_READING TEXT:_

Didn't attempt (deferred): SIMD structural scan (finding {}[],:" positions in one sweep) — the simdjson architectural pattern. That would matter on this bench regardless of string length, because every structural byte (~4 per field) goes through the recursive-descent driver. Estimated ~2× parse speedup on bench_json_roundtrip but requires a substantial rewrite of DirectParser. Tracked as a follow-up; not worth doing before tier 1 #2 (SSO) because SSO reduces allocation-path cost which currently dominates the parse inner loop.

Tier 2 — weeks of work, structural wins

4. Escape analysis via TypeScript types

  • Impact: RSS 10-30 MB on allocation-heavy benches; time ~10-20% win when short-lived intermediate objects get stack-allocated. On the JSON bench, the per-iteration tags array and nested object never escape — both become stack allocations.

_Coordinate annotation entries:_

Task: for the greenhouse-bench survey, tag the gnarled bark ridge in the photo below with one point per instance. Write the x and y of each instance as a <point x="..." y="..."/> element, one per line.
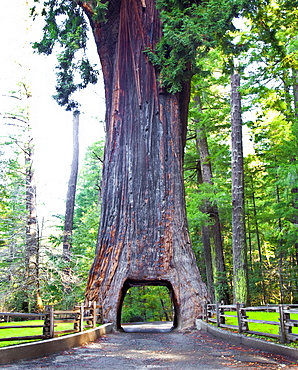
<point x="143" y="234"/>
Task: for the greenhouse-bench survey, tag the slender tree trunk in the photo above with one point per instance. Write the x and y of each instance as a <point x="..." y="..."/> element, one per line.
<point x="220" y="278"/>
<point x="238" y="213"/>
<point x="258" y="240"/>
<point x="143" y="236"/>
<point x="206" y="240"/>
<point x="71" y="191"/>
<point x="32" y="242"/>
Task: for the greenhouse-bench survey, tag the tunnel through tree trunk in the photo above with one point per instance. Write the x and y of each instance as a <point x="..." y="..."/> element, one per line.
<point x="143" y="233"/>
<point x="129" y="284"/>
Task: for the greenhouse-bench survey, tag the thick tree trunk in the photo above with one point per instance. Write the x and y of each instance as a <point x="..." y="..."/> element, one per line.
<point x="238" y="213"/>
<point x="143" y="236"/>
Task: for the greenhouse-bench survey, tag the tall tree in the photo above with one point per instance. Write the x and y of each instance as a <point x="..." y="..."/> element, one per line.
<point x="240" y="277"/>
<point x="71" y="191"/>
<point x="143" y="232"/>
<point x="220" y="281"/>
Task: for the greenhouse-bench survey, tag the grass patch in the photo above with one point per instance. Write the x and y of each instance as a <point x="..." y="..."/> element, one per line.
<point x="263" y="328"/>
<point x="7" y="333"/>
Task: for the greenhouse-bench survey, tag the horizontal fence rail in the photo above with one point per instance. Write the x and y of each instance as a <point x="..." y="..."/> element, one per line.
<point x="82" y="317"/>
<point x="218" y="313"/>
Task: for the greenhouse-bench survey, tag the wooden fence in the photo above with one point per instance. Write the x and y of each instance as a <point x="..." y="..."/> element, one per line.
<point x="82" y="317"/>
<point x="217" y="313"/>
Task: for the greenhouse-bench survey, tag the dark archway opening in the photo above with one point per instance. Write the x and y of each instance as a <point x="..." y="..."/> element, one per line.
<point x="152" y="303"/>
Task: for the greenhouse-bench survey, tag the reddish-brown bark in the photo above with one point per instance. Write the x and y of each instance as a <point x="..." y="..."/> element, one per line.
<point x="143" y="236"/>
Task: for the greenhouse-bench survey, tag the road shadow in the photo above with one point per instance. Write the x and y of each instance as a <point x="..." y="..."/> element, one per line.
<point x="148" y="327"/>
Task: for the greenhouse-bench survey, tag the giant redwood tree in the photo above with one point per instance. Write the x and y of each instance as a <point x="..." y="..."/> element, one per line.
<point x="147" y="57"/>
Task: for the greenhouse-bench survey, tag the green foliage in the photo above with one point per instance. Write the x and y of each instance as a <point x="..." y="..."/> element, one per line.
<point x="67" y="27"/>
<point x="86" y="220"/>
<point x="190" y="30"/>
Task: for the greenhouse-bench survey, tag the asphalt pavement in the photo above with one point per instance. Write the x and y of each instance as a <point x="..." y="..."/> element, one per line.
<point x="155" y="346"/>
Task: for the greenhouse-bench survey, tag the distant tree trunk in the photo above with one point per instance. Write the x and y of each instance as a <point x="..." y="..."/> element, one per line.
<point x="238" y="214"/>
<point x="32" y="241"/>
<point x="220" y="278"/>
<point x="71" y="191"/>
<point x="143" y="236"/>
<point x="206" y="240"/>
<point x="258" y="240"/>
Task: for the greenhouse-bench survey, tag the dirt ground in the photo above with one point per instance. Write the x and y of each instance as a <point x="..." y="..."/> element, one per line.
<point x="165" y="350"/>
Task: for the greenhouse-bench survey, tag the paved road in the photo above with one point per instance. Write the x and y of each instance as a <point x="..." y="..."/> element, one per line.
<point x="167" y="350"/>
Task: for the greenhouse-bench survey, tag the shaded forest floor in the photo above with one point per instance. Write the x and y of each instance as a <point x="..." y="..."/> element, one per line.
<point x="171" y="350"/>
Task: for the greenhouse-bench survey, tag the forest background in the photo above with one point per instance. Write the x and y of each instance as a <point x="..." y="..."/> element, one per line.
<point x="264" y="46"/>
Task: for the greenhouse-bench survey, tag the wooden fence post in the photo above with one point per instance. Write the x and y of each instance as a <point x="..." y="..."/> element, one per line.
<point x="239" y="320"/>
<point x="282" y="332"/>
<point x="82" y="317"/>
<point x="48" y="330"/>
<point x="217" y="315"/>
<point x="94" y="314"/>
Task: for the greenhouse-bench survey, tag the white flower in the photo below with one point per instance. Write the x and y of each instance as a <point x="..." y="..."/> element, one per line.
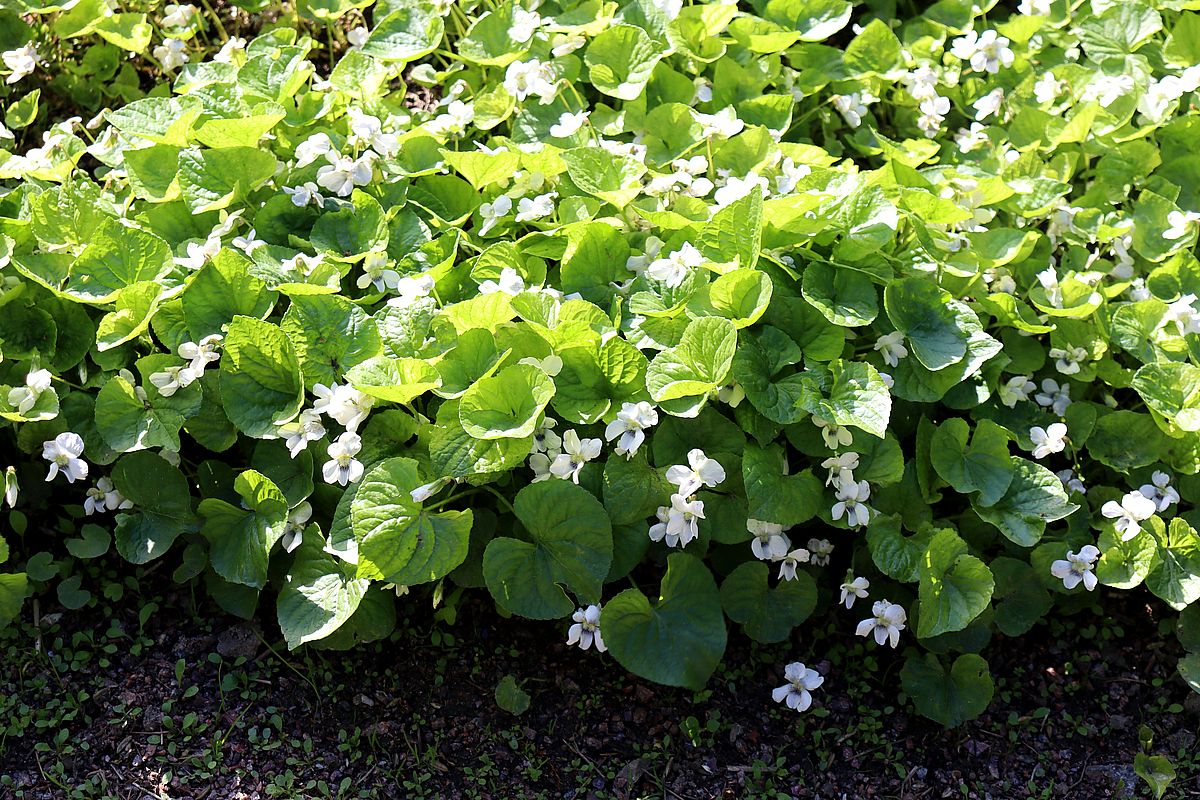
<point x="969" y="139"/>
<point x="801" y="680"/>
<point x="1183" y="313"/>
<point x="576" y="452"/>
<point x="233" y="44"/>
<point x="540" y="465"/>
<point x="1054" y="396"/>
<point x="1180" y="222"/>
<point x="1047" y="89"/>
<point x="630" y="425"/>
<point x="409" y="289"/>
<point x="342" y="173"/>
<point x="293" y="531"/>
<point x="343" y="403"/>
<point x="853" y="589"/>
<point x="852" y="108"/>
<point x="568" y="124"/>
<point x="769" y="542"/>
<point x="21" y="61"/>
<point x="1077" y="567"/>
<point x="790" y="174"/>
<point x="426" y="491"/>
<point x="987" y="53"/>
<point x="724" y="122"/>
<point x="510" y="283"/>
<point x="891" y="347"/>
<point x="369" y="130"/>
<point x="565" y="43"/>
<point x="701" y="470"/>
<point x="299" y="432"/>
<point x="1068" y="359"/>
<point x="1133" y="509"/>
<point x="304" y="194"/>
<point x="1048" y="440"/>
<point x="1071" y="481"/>
<point x="250" y="242"/>
<point x="676" y="265"/>
<point x="821" y="549"/>
<point x="586" y="630"/>
<point x="312" y="149"/>
<point x="1015" y="390"/>
<point x="535" y="209"/>
<point x="887" y="621"/>
<point x="989" y="104"/>
<point x="525" y="24"/>
<point x="526" y="78"/>
<point x="682" y="525"/>
<point x="834" y="434"/>
<point x="201" y="354"/>
<point x="495" y="211"/>
<point x="105" y="497"/>
<point x="65" y="453"/>
<point x="172" y="379"/>
<point x="1035" y="7"/>
<point x="840" y="469"/>
<point x="852" y="504"/>
<point x="172" y="54"/>
<point x="545" y="439"/>
<point x="1161" y="491"/>
<point x="789" y="564"/>
<point x="178" y="16"/>
<point x="933" y="114"/>
<point x="1108" y="89"/>
<point x="376" y="272"/>
<point x="342" y="465"/>
<point x="23" y="398"/>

_STATED PROBLEM:_ Copy out the optimization notes on JSON parsing from start to finish, word for word.

_EXERCISE OUTPUT:_
Didn't attempt (deferred): SIMD structural scan (finding {}[],:" positions in one sweep) — the simdjson architectural pattern. That would matter on this bench regardless of string length, because every structural byte (~4 per field) goes through the recursive-descent driver. Estimated ~2× parse speedup on bench_json_roundtrip but requires a substantial rewrite of DirectParser. Tracked as a follow-up; not worth doing before tier 1 #2 (SSO) because SSO reduces allocation-path cost which currently dominates the parse inner loop.

Tier 2 — weeks of work, structural wins

4. Escape analysis via TypeScript types

  • Impact: RSS 10-30 MB on allocation-heavy benches; time ~10-20% win when short-lived intermediate objects get stack-allocated. On the JSON bench, the per-iteration tags array and nested object never escape — both become stack allocations.